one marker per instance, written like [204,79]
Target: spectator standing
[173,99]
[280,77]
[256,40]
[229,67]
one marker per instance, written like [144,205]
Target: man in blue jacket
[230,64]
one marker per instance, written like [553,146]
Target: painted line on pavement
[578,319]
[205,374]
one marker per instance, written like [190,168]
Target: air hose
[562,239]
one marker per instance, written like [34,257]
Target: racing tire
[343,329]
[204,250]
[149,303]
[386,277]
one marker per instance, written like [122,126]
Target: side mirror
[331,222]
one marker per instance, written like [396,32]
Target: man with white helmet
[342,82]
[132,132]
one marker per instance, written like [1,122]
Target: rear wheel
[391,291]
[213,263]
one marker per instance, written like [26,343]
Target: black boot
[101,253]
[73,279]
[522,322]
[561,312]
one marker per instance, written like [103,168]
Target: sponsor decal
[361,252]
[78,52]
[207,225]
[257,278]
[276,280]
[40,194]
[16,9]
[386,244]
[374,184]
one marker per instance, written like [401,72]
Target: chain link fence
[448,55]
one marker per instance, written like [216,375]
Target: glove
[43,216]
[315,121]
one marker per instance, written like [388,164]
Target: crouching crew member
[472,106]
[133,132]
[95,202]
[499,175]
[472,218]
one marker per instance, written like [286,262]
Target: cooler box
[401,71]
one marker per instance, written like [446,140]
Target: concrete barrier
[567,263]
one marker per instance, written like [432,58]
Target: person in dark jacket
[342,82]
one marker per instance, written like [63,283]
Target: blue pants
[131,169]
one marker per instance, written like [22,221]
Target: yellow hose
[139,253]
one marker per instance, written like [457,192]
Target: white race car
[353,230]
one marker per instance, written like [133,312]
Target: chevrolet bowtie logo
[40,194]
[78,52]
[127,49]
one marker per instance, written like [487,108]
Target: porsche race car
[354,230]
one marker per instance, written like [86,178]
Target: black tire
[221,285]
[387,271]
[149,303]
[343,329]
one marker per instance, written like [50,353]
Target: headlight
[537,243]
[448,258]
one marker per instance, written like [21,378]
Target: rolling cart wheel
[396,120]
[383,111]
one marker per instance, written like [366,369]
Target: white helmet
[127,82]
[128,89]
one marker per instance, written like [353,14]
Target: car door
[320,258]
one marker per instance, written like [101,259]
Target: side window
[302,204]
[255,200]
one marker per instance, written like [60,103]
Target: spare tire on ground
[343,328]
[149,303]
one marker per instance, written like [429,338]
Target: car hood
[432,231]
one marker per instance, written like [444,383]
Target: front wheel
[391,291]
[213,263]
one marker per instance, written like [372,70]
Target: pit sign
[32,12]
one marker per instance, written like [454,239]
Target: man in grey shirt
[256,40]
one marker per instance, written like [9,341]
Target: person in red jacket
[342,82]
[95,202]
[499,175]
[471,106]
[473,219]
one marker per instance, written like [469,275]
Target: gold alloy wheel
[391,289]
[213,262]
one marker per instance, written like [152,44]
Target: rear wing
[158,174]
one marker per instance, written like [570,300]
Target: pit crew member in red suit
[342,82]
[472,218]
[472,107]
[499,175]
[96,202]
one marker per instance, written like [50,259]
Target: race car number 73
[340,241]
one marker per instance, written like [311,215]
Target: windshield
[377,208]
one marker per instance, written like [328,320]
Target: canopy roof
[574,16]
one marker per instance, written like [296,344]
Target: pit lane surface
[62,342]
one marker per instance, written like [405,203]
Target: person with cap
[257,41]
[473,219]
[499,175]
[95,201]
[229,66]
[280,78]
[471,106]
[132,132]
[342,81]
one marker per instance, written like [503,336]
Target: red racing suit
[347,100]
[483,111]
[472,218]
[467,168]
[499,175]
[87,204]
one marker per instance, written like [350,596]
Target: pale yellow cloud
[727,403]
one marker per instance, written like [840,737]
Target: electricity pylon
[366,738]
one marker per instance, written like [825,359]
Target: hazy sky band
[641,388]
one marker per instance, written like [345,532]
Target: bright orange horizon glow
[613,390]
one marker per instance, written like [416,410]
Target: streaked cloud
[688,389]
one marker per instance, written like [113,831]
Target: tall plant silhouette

########

Please copy all of the lines above without changing a single character.

▶ **Exercise solution**:
one marker per instance, written like [204,79]
Target: spectator standing
[173,99]
[280,77]
[256,40]
[229,67]
one marker per instance, written like [144,205]
Target: man in blue jacket
[230,64]
one marker per instance, written like [553,146]
Target: painted line on pavement
[578,319]
[205,374]
one marker per instance, written like [190,168]
Target: air hose
[562,239]
one marker per instance, written like [34,257]
Target: racing tire
[343,329]
[204,250]
[149,303]
[386,277]
one marker per instance, written like [122,126]
Target: side mirror
[331,222]
one marker per instance, written like [396,32]
Target: man with white helmet
[342,82]
[132,132]
one marker per instance, written like [1,122]
Target: rear wheel
[391,291]
[213,263]
one marker per instance, written like [26,343]
Target: black boot
[101,253]
[73,279]
[522,322]
[561,312]
one marker per instance, written like [103,168]
Target: sponsor decal
[361,252]
[78,52]
[207,225]
[257,278]
[276,280]
[40,194]
[16,9]
[386,244]
[374,184]
one marker per instance, written like [401,72]
Target: chain link fence
[448,55]
one marker per instance, written like [216,375]
Target: glove
[43,216]
[315,121]
one marker per instance, written like [388,164]
Target: crouching crew member
[472,106]
[133,132]
[95,202]
[499,175]
[472,218]
one marker per instance, written like [286,262]
Target: cooler box
[401,71]
one marker per instance, written like [446,140]
Target: concrete barrier
[567,263]
one marker per instance, written like [432,58]
Target: person in dark jacket
[342,82]
one marker per instance, written like [63,283]
Target: blue pants
[131,169]
one marker per instance, written like [22,221]
Target: yellow hose
[139,253]
one marker per instance, written like [457,192]
Target: white race car
[353,230]
one marker per instance, written like [133,312]
Target: chevrolet bowtie logo
[40,194]
[78,52]
[127,49]
one marker per instance, written like [487,108]
Target: porsche race car
[354,230]
one marker per instance, written like [86,178]
Target: black tire
[221,285]
[387,271]
[149,303]
[343,329]
one marker per instance, written like [50,353]
Target: headlight
[537,243]
[448,258]
one marker per instance, written like [21,378]
Target: rolling cart wheel
[396,120]
[383,111]
one marker per instance, written like [366,369]
Target: white helmet
[127,82]
[128,89]
one marker per instance, written like [353,14]
Target: car door
[320,258]
one marker per instance, written like [101,259]
Target: side window
[302,204]
[255,200]
one marker per instance, written like [60,103]
Target: spare tire on ground
[343,328]
[149,303]
one marker per instance, written like [429,338]
Target: car hood
[432,231]
one marker per instance, written like [444,383]
Target: front wheel
[391,291]
[213,263]
one marker per instance, written like [372,70]
Target: pit sign
[32,12]
one marker per instance, written like [454,239]
Target: man in grey shirt
[256,40]
one marker per instance, written like [9,341]
Target: person in red jacket
[342,82]
[95,202]
[499,175]
[471,106]
[473,219]
one marker per instance, written like [469,275]
Target: gold alloy wheel
[391,289]
[213,262]
one marker per instance, written like [152,44]
Target: rear wing
[158,174]
one marker per instance, written like [570,300]
Target: pit crew member in red suit
[342,82]
[472,218]
[472,107]
[499,175]
[96,202]
one marker per instance, written like [50,259]
Target: race car number 73
[340,241]
one marker per instance, written like [311,215]
Target: windshield
[377,208]
one marker per instance, written like [328,320]
Target: canopy roof
[574,16]
one marker per instance, written like [296,344]
Target: pit lane surface
[62,342]
one marker per instance, written like [405,203]
Target: person with cap
[257,41]
[473,219]
[499,175]
[95,201]
[229,66]
[280,78]
[471,106]
[132,132]
[342,81]
one marker per instance, written like [503,336]
Target: red racing suit
[347,100]
[483,111]
[472,218]
[467,168]
[499,175]
[87,204]
one marker per instance, written like [350,596]
Target: pale yellow cloud
[727,403]
one marker per instance, written like [840,737]
Target: electricity pylon
[366,738]
one marker per instance, written like [825,359]
Target: hazy sky band
[641,388]
one marker per instance, written like [345,532]
Target: bright orange horizon glow
[613,390]
one marker per instance, written like [416,410]
Target: streaked cloud
[688,389]
one marker per instance, written like [113,831]
Target: tall plant silhouette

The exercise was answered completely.